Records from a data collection
____________

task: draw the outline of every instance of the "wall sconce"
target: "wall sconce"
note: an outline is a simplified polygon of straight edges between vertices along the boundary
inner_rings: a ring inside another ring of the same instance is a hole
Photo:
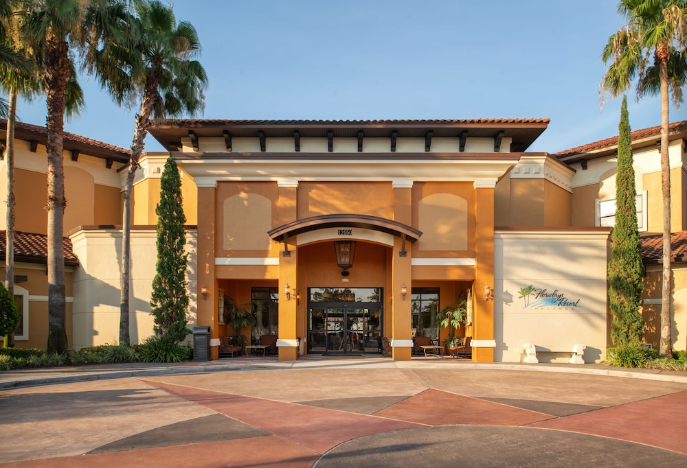
[[[341,276],[348,276],[348,268],[353,266],[355,241],[335,240],[334,241],[334,251],[337,255],[337,266],[341,269]]]
[[[491,288],[489,288],[489,285],[486,285],[486,286],[484,286],[484,301],[485,302],[486,302],[487,301],[489,301],[489,300],[491,300],[491,301],[494,300],[493,296],[491,295],[491,292],[492,292],[491,291]]]
[[[466,308],[467,309],[467,319],[466,324],[469,325],[472,325],[472,290],[469,288],[467,290],[467,301]]]

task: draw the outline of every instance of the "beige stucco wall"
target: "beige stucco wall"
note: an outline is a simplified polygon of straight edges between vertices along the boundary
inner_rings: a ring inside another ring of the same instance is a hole
[[[599,184],[583,185],[572,189],[571,217],[573,226],[595,226],[596,199],[598,198]]]
[[[18,262],[14,264],[14,275],[25,276],[26,281],[15,284],[14,294],[24,297],[24,333],[15,336],[17,348],[43,348],[47,344],[47,282],[45,265]],[[0,281],[6,279],[5,262],[0,266]],[[69,344],[72,342],[71,312],[74,301],[71,288],[74,268],[65,268],[66,328]]]
[[[519,362],[517,350],[532,343],[554,351],[587,346],[585,362],[598,362],[607,347],[606,264],[608,231],[499,231],[495,233],[495,361]],[[534,295],[519,297],[532,285]],[[543,294],[563,305],[539,302]],[[541,353],[539,362],[570,355]]]
[[[74,273],[74,347],[81,348],[119,342],[120,261],[122,233],[115,229],[81,230],[70,238],[80,266]],[[153,335],[150,292],[157,250],[155,230],[131,232],[131,284],[129,332],[132,343]],[[187,279],[192,326],[196,310],[196,233],[186,236],[189,253]]]
[[[413,185],[414,226],[423,235],[413,246],[421,257],[475,256],[475,190],[469,182]]]
[[[273,182],[218,184],[215,209],[217,257],[229,257],[237,251],[240,251],[242,257],[276,257],[279,247],[267,231],[277,226],[278,200],[278,187]]]
[[[550,157],[532,156],[519,163],[495,188],[495,225],[570,226],[572,176],[569,169]]]

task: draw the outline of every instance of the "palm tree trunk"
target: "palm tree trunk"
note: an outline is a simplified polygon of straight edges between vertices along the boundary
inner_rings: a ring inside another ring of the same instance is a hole
[[[131,259],[131,191],[138,164],[131,157],[124,186],[124,207],[122,214],[122,271],[120,276],[120,344],[129,346],[129,277]]]
[[[668,155],[668,64],[661,60],[661,179],[663,190],[663,287],[661,300],[661,343],[660,354],[670,357],[673,351],[673,323],[671,314],[671,161]]]
[[[141,104],[141,113],[136,116],[136,128],[131,143],[131,156],[124,185],[124,206],[122,213],[122,270],[120,274],[120,344],[131,344],[129,334],[129,278],[131,262],[131,192],[133,180],[138,169],[138,160],[143,154],[144,140],[150,126],[149,118],[153,112],[151,95],[157,91],[157,80],[146,88]],[[151,94],[152,93],[152,94]]]
[[[47,108],[47,281],[49,353],[67,352],[65,252],[65,87],[69,76],[69,45],[53,32],[46,34],[45,95]]]
[[[5,285],[10,296],[14,297],[14,124],[16,121],[16,89],[10,90],[8,106],[7,140],[5,163],[7,165],[7,231],[5,232]],[[14,347],[14,332],[5,336],[3,345]]]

____________

* STATED GOAL: Extract each line of the entries above that contains the word "every".

* RESPONSE TO THIS TASK:
task: draw the outline of every instance of the "wall sconce"
task: draw the outline of every instance of the "beige stucco wall"
task: draw the outline of every instance of the "palm tree trunk"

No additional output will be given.